## Brief 1
Transcribe the post on digital stories in the writing classroom, starting with "Digital stories add" and going on through "a satisfying conclusion?".
## Brief 2
In one to three sentences, explain why, according to the post on digital stories in the writing classroom, Lopate's idea of coming at a subject from different angles fits the digital story.
## Brief 3
Write the next part of the post on digital stories in the writing classroom, picking up after its final sentence.

Using Digital Stories in the Writing Classroom

Cathleen Rowley

Sometimes I obsess over writing assignments I create for my classes. Should I use a novel or story or essay for a text analysis assignment? What is the best way to explain the researched argument and how many parts should I break the assignment into? But for my WRT 303, the personal essay class, I know my final assignment is going to be a digital story. The digital story is a short film that can combine videos, photographs, music, sound effects, and narration. It’s an assignment that I think has a lot of value for the student in that it is a new and compelling approach to the personal essay.

In WRT 303, the subject of the course is  the personal essay. The assignments I use in my course include short informal writings, two longer personal essays, a personal statement and a digital story. A digital story can be used for other purposes–such as arguments or informational pieces, but I will be discussing using it for personal essays. In an earlier post on this blog, Rita Nezami provided compelling  reasons to teach the personal essay.  The personal essay itself is a somewhat ambiguous form and can take many shapes. In the introduction for The Art of the Personal Essay, it takes Phillip Lopate thirty-two pages  to try and define exactly what constitutes a personal essay.  One of the points  Lopate makes is that, “the essayist attempts to surround a something–a subject, a mood, a problematic irritation–by coming at it from all angles, wheeling and diving like a hawk, each seemingly digressive spiral actually taking us closer to the heart of the matter” (xxxviii). His idea of getting at the subject from different angles ties in neatly to the digital story. The story can include images, text, narration, and music–all of which can help lead to the center or the heart of a story.

When originally planning my 303 course, I was influenced by Cynthia Davidson and Kristina Lucenko who were using digital stories in their classes. They were generous in sharing ideas and examples. There are also links at Writing@Stonybrook  for digital storytelling. which includes a digital storytelling subject guide from the library. To create the stories, students use iMovie or Windows Moviemaker  which are free programs. I schedule library  workshops for sessions on an introduction to digital stories and an introduction to Audacity (a free program for sound).

It is not difficult to make a digital story that looks professional. iMovie and Moviemaker keep becoming more user friendly and make  it easy to make something that looks like a legitimate movie–fade-ins and Ken Burns effects (panning  across images) and titles and transitions. But the films are  completely empty without some kind of intent behind them.

And this is where the writing class comes in. Teaching how to create digital stories  doesn’t turn our class into a filmmaking class. Instead, it gives us an opportunity to talk about issues we have already been considering in class, such as the effects of organization or tone or word choice. Or,  we might consider how to move a story beyond being a journal entry and towards something that readers (and now viewers) will find meaningful. Sometimes we talk about universal human experiences and how a writer is reflecting on those experiences. And  we talk about  using a distinctive voice that sets you apart from other writers. These goals are present in all of the essays assigned, but they take on different meanings in the digital stories.

Digital stories add new layers to personal essays and raise additional questions. What happens when you spend more time lingering on certain images? What is the role of silence and what effect does it have? How do different types of music change the mood or tone of the story? How do you use text in an interesting way and not just to repeat what is shown in an image?  How do you read the narration and which words might you emphasize? How do you bring the story to a satisfying conclusion?

## Dataset rows
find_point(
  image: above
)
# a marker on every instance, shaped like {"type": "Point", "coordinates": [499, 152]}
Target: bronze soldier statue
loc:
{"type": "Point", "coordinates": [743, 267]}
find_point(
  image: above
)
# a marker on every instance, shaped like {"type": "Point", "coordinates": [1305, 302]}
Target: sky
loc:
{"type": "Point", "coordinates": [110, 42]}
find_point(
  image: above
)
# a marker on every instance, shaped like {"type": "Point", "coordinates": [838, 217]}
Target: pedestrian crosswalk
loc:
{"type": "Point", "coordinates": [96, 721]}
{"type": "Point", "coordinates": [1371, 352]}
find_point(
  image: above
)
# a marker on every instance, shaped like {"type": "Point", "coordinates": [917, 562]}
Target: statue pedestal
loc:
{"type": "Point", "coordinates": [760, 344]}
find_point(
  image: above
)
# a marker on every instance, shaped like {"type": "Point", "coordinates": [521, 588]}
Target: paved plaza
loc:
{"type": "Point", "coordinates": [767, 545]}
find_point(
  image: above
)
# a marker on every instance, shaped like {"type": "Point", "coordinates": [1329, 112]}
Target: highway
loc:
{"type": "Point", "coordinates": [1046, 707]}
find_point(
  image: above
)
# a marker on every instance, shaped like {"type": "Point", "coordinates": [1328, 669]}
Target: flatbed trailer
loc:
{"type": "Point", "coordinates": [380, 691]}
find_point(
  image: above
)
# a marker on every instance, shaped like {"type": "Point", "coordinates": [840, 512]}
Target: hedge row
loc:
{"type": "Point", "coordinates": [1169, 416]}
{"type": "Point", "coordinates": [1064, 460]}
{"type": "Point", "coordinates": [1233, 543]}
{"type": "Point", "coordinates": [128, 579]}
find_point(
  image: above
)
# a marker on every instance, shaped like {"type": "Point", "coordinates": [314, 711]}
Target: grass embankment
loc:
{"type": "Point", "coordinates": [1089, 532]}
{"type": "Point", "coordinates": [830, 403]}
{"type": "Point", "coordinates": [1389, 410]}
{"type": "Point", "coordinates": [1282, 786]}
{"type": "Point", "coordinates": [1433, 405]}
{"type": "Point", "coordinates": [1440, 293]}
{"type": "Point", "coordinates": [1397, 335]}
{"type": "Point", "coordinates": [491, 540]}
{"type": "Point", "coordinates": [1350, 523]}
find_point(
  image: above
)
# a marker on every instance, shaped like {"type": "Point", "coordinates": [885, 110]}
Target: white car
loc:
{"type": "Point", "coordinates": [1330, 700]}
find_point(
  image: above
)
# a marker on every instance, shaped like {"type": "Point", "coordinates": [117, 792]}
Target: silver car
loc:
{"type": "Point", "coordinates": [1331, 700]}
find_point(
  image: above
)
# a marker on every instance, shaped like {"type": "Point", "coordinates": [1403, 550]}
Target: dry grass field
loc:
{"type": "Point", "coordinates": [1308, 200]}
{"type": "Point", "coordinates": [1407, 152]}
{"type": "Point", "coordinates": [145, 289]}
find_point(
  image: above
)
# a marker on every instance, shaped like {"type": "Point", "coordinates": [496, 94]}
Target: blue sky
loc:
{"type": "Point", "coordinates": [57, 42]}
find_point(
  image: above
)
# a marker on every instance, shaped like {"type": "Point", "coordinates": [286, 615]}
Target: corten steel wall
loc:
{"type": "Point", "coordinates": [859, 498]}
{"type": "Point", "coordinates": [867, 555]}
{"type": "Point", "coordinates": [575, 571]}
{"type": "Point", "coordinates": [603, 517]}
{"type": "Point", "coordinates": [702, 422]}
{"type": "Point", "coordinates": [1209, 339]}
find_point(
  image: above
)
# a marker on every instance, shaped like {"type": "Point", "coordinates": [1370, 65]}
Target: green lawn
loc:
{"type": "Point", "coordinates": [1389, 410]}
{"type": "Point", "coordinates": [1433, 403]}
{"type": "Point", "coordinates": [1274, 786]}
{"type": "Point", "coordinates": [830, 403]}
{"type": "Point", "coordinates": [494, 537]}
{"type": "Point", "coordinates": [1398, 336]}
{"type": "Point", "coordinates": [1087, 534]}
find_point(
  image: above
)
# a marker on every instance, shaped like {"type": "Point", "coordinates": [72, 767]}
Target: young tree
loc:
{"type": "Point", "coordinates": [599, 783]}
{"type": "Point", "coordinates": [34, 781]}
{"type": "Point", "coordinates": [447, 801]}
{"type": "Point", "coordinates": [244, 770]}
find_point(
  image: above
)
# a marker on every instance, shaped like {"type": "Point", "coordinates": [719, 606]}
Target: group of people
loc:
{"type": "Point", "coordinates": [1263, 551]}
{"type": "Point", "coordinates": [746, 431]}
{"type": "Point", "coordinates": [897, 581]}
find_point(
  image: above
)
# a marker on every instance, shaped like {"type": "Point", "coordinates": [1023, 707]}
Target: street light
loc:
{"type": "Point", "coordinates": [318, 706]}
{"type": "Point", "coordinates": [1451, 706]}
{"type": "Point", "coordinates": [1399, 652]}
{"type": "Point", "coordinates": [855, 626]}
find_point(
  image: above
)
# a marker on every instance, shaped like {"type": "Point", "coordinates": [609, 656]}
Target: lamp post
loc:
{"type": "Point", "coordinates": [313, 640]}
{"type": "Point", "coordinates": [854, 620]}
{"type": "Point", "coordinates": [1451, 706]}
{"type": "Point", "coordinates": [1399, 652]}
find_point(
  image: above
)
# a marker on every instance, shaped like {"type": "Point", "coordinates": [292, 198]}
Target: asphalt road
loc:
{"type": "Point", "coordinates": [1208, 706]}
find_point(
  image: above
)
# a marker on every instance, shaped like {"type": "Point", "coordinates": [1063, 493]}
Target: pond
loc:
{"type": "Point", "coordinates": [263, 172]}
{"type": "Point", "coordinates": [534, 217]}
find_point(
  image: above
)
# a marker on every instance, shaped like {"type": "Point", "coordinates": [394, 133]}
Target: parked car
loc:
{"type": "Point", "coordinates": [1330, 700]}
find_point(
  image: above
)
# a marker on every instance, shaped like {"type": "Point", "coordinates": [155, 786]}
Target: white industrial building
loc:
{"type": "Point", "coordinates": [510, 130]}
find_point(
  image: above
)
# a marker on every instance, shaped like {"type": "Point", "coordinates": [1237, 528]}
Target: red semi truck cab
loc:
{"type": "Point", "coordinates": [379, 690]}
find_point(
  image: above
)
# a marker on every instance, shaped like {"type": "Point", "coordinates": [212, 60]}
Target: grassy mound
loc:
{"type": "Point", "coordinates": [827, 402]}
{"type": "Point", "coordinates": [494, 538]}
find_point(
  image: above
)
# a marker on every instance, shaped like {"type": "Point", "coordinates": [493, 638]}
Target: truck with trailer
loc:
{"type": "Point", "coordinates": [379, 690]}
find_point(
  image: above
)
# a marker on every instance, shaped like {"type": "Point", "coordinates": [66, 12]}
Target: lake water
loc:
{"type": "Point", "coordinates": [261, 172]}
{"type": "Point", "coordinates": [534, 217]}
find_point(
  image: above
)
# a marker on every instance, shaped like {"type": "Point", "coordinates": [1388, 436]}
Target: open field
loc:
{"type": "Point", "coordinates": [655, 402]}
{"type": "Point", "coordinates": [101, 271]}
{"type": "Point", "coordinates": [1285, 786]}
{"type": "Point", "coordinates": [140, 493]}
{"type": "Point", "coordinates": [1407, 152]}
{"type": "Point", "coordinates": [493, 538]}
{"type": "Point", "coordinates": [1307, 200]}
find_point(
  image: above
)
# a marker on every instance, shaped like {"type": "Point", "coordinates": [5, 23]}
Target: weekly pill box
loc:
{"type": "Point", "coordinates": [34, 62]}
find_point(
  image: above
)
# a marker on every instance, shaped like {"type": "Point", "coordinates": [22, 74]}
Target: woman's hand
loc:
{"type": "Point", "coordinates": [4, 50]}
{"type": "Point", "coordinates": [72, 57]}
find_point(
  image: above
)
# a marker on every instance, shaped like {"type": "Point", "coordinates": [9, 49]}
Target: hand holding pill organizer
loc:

## Right answer 1
Digital stories add new layers to personal essays and raise additional questions. What happens when you spend more time lingering on certain images? What is the role of silence and what effect does it have? How do different types of music change the mood or tone of the story? How do you use text in an interesting way and not just to repeat what is shown in an image?  How do you read the narration and which words might you emphasize? How do you bring the story to a satisfying conclusion?

## Right answer 2
A digital story can include images, text, narration, and music. Each of these can help lead to the center, or the heart, of a story, much as Lopate's essayist circles a subject from all angles to get closer to the heart of the matter.

## Right answer 3
Using digital stories for personal essays encourage students to think of concepts used in writing essays in new ways–concepts like audience or voice can be seen in a new light. There are some technical issues unique to digital stories that may come up: narration too loud or soft, or pacing too fast or slow. The assignment requires scaffolding with different due dates for various parts: script, simple storyboard and so on so that students don’t wait  until the last minute to create their work. With the assignment sheet handout I give a list of components that factor into assessment:  a simple rubric that covers aspects unique to the digital story such as pacing and narrative. In a recent article in Computers and Composition Online, Shyam Sharma proposes his own method of assessment for digital stories with a rubric.  Still, there can be other difficulties that come with any form of writing such as generating an idea or deciding what kind of examples to use or how to conclude. It is challenging but satisfying for the students  to figure out solutions, and peer reviews and multiple drafts play a big part.

At the end of this post, I have linked to two examples of digital stories, In the first example, Sabrina started from a story. In a lead-up exercise to the personal statement, I have students do a freewrite that is a sort of reverse-psychology exercise: write about how boring and ordinary  you are. Sabrina liked what she came up with and adapted it to a digital story. She wrote her story  and looked for photographs to illustrate her points after the script was completed.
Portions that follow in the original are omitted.